» Task instructions
Starting at the line that has "the hanging garment." and ending after the line that has "x=127, y=175", write out those lines again with "largest disc" changed to "largest circle" and nothing else altered.

» Position identification records

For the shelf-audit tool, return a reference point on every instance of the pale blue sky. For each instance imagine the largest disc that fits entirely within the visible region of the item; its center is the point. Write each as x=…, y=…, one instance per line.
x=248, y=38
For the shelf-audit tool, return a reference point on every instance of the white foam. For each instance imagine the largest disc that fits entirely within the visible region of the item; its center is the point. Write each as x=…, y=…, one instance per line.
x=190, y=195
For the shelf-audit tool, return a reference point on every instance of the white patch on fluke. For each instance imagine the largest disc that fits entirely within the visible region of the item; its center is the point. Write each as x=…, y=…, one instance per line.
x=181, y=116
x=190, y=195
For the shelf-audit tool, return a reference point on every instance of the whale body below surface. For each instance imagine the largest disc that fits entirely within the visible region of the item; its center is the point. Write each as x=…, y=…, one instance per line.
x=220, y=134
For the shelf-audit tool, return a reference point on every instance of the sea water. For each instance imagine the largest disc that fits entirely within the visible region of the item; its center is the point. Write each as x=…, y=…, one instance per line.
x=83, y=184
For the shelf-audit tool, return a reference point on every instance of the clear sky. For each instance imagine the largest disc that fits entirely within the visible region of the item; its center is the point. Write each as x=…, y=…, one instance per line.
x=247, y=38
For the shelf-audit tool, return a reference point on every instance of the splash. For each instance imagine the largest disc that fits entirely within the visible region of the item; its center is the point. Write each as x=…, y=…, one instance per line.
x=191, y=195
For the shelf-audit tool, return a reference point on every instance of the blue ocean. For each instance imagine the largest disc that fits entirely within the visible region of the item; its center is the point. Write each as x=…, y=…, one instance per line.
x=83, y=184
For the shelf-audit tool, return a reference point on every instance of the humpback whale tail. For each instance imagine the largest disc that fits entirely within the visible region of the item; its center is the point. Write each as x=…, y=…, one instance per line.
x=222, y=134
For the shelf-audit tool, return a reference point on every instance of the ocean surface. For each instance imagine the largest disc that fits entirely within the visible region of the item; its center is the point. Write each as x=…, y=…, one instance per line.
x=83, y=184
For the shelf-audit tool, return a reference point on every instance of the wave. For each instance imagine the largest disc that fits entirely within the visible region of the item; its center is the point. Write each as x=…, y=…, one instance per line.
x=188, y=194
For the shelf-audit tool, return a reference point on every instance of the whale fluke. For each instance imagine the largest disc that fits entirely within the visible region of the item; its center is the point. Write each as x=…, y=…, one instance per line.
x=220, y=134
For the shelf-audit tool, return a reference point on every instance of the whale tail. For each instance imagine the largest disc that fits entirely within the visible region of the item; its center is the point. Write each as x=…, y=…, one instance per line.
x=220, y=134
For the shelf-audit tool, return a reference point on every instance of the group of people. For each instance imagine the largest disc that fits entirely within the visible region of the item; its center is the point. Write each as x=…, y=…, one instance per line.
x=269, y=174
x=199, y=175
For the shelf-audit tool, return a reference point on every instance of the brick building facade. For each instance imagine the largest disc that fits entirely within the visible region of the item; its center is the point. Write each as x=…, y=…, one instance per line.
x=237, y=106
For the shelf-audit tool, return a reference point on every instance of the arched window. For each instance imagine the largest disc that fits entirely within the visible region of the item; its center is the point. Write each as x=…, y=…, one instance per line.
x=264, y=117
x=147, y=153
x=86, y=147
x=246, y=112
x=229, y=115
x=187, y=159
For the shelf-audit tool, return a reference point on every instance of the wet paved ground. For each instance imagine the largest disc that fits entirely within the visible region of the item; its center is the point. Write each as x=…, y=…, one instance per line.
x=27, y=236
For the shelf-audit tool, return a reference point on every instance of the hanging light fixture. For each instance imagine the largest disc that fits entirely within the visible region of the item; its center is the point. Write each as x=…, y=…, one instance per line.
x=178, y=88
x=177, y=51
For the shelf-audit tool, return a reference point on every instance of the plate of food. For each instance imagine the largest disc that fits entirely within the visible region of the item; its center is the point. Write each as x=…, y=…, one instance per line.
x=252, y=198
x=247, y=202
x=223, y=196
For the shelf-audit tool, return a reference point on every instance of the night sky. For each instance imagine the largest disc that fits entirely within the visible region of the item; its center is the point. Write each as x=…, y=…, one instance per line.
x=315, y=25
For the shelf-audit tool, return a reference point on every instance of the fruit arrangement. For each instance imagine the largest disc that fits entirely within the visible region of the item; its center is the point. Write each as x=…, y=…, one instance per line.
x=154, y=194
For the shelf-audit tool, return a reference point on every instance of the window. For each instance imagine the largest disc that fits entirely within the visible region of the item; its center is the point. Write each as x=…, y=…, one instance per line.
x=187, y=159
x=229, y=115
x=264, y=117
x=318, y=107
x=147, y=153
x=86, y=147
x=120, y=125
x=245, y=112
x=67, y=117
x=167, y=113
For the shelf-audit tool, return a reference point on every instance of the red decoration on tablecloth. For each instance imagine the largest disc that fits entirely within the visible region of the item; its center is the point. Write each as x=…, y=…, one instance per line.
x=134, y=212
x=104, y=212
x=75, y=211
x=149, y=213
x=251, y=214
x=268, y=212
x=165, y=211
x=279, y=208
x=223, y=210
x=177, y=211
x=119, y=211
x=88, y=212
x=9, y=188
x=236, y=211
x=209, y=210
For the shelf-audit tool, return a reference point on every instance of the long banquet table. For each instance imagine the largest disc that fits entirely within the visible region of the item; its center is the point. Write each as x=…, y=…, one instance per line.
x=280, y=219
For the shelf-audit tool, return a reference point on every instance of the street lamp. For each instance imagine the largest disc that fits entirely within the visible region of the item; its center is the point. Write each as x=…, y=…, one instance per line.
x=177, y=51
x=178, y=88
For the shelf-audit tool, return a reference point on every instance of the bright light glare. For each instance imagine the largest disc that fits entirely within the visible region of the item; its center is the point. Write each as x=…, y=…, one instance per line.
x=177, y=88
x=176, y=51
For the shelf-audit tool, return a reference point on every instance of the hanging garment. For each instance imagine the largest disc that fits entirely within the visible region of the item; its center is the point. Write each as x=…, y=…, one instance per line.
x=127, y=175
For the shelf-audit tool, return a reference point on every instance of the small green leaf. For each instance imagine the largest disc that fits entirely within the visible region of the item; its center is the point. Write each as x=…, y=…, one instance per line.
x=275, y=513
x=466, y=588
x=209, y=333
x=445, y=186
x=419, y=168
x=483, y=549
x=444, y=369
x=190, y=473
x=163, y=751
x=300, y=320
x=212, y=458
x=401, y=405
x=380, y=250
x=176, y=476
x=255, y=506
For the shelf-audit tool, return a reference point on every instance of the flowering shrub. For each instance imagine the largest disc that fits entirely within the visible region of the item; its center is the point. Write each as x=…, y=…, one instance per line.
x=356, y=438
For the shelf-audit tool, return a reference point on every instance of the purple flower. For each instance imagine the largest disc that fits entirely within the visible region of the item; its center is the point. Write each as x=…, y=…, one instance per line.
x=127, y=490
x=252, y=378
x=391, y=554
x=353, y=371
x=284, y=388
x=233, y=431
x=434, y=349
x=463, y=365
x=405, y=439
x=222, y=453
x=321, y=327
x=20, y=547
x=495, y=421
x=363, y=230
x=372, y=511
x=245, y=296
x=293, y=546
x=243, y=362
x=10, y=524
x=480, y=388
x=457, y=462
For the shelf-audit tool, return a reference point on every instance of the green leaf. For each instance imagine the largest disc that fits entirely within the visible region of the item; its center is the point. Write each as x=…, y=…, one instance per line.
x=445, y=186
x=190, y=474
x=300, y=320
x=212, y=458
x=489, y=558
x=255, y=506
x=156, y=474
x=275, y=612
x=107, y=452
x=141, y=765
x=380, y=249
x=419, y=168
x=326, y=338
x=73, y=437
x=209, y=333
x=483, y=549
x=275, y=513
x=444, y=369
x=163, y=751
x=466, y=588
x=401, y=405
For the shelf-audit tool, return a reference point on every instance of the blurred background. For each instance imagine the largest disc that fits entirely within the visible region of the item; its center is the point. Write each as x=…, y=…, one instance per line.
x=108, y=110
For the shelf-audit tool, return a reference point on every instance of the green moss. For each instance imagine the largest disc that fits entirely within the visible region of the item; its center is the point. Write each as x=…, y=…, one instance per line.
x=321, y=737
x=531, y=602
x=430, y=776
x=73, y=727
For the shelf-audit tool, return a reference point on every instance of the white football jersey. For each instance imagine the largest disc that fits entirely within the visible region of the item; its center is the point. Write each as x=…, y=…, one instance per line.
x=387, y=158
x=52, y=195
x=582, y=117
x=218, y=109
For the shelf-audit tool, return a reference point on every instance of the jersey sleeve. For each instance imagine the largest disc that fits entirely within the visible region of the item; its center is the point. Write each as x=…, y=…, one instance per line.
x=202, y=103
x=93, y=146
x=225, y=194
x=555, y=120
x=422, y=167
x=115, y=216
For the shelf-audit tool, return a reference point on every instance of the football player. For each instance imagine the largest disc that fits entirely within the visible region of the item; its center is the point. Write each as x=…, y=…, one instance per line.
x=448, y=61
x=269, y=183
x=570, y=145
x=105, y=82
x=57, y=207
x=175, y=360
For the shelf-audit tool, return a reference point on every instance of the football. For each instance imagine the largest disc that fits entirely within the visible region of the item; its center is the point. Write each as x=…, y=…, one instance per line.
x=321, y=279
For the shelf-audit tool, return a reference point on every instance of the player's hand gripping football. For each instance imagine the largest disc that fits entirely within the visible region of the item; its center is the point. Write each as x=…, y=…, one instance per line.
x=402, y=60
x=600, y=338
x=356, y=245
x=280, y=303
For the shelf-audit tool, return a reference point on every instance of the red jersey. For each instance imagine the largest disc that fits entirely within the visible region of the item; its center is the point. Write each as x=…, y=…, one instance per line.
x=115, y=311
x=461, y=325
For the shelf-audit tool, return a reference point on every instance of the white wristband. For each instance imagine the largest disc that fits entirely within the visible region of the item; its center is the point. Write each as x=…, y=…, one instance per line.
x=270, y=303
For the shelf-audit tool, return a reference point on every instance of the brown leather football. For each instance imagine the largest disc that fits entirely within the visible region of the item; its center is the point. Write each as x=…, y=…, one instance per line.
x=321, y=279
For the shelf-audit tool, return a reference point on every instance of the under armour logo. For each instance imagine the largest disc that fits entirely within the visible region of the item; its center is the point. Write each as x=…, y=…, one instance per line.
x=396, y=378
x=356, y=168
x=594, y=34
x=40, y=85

» Solution to the problem
For the shelf-audit tool, return a reference point on every instance of the hanging garment. For each instance imagine the largest circle that fits entirely within the visible region of the item; its center is the point. Write each as x=…, y=…, one instance per line.
x=127, y=175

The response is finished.